#### TEXT EXTRACT
+---+

TSP to Gold IRA Rollover: Federal Employee Guide
If you’re a federal employee thinking about a TSP to Gold IRA rollover, you’re not alone. With gold hovering near historic highs and market volatility rattling even the steadiest retirement savers, thousands of federal workers are exploring whether moving some or all of their Thrift Savings Plan into physical precious metals makes sense.
But here’s the problem with most guides on this topic: they gloss over the details that matter most to you as a federal employee. They ignore how your FERS or CSRS pension changes the math. They skip the actual TSP forms you need to file. And they never show you what a partial rollover, say 20% or 50% of your balance, actually looks like in practice.
This guide fixes all of that.
What Is the Thrift Savings Plan (and Why It Matters for This Decision)

+---+

#### OBJECTIVES
1. From the listing below, gather every line that contains the word "tiled".
2. Write what comes next in the guide to TSP-to-gold-IRA rollovers, picking up right after its final line.

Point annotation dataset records

+---+

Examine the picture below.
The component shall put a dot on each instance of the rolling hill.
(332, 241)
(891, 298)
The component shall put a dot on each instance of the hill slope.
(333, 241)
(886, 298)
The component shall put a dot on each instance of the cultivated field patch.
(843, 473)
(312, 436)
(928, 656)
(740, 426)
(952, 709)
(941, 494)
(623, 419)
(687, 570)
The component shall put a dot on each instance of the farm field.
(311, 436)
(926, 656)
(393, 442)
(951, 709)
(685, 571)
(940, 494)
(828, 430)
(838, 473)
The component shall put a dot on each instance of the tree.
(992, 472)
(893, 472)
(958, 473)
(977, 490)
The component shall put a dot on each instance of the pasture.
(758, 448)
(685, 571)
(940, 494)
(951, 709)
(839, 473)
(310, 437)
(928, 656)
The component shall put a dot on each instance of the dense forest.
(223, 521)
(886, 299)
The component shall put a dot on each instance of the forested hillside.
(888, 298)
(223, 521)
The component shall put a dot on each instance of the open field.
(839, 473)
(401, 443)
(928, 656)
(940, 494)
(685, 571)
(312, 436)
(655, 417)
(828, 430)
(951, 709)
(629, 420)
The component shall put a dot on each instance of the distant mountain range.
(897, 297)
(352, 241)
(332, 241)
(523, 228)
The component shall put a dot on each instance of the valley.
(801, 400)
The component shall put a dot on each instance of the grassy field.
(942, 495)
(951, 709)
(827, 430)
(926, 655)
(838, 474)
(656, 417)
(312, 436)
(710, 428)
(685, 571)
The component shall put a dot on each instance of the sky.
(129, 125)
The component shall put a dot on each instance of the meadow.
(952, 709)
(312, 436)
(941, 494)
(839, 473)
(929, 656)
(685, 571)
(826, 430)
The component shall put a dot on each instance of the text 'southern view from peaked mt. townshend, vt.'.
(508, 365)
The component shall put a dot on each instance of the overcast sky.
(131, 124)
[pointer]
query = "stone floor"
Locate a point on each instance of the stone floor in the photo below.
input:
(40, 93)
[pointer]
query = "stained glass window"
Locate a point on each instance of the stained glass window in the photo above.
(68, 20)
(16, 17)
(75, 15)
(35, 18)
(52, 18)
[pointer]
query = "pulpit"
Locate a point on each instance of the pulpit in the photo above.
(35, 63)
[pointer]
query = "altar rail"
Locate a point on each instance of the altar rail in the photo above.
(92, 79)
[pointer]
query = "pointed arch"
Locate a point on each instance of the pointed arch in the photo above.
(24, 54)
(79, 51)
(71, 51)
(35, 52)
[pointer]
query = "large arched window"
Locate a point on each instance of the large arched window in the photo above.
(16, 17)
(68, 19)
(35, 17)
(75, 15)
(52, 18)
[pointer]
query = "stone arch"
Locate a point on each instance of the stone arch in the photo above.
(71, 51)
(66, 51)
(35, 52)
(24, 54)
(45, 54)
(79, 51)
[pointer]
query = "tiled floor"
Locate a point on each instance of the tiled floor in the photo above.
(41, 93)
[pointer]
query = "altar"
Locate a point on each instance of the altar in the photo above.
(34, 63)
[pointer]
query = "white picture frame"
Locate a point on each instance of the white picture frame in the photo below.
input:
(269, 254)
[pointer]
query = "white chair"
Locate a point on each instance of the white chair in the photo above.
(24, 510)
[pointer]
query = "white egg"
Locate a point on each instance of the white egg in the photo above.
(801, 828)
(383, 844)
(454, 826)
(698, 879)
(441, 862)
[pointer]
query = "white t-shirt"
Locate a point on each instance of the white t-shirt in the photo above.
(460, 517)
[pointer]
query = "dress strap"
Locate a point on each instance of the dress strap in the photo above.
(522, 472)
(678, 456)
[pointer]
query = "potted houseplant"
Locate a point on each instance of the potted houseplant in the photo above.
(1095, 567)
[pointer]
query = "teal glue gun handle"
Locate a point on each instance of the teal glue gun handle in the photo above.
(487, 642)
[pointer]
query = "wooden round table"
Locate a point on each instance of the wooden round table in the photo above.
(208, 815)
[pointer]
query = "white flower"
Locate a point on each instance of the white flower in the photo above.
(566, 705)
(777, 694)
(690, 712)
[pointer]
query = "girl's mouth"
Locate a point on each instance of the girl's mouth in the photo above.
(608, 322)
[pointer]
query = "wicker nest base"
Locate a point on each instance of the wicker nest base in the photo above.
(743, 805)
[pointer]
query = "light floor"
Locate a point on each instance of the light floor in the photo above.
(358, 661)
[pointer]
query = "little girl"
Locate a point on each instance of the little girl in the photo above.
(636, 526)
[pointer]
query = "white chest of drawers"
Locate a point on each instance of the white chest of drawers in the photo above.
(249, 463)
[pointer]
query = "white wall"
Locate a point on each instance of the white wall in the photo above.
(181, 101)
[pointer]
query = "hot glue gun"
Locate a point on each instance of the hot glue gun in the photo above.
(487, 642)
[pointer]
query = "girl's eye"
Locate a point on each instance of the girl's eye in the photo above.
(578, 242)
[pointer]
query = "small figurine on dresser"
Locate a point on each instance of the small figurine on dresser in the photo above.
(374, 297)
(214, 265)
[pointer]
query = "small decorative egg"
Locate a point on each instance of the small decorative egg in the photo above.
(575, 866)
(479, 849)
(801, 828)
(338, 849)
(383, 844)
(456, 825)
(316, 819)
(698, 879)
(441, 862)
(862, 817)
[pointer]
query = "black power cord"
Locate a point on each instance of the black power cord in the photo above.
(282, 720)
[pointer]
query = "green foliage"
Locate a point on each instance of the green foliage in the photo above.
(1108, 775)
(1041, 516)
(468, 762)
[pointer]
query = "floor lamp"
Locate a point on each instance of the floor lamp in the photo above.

+---+

#### ANSWER LIST
1.
query = "tiled floor"
Locate a point on each instance of the tiled floor in the photo above.

2.
The TSP is the federal government’s defined contribution retirement plan, essentially the government’s version of a 401(k). As of 2026, it remains one of the lowest-cost retirement plans in existence, with expense ratios well under 0.10% for most funds.
Before you roll anything over, you need to understand exactly what you’re moving away from. Here’s a breakdown of the five core TSP funds:
TSP Fund Breakdown
| Fund | Investment Type | Risk Level | 10-Year Avg. Annual Return | What It Does |
|---|---|---|---|---|
| G Fund | Government securities | Very low | ~2.5–3.5% | Capital preservation; never loses principal |
| F Fund | U.S. bond index | Low-moderate | ~1.5–3.0% | Tracks Bloomberg U.S. Aggregate Bond Index |
| C Fund | S&P 500 index | Moderate-high | ~10–12% | Large-cap U.S. stocks |
| S Fund | Small/mid-cap index | High | ~8–11% | Non-S&P 500 U.S. stocks |
| I Fund | International index | High | ~4–7% | Developed international markets |
The G Fund deserves special attention because it’s the most common counter-argument to a gold rollover. It has never posted a negative year. Your principal is guaranteed by the U.S. government. For a federal employee with a stable FERS pension already providing guaranteed income, the G Fund fills a similar “safety” role that gold advocates claim precious metals provide.
So why would anyone leave it?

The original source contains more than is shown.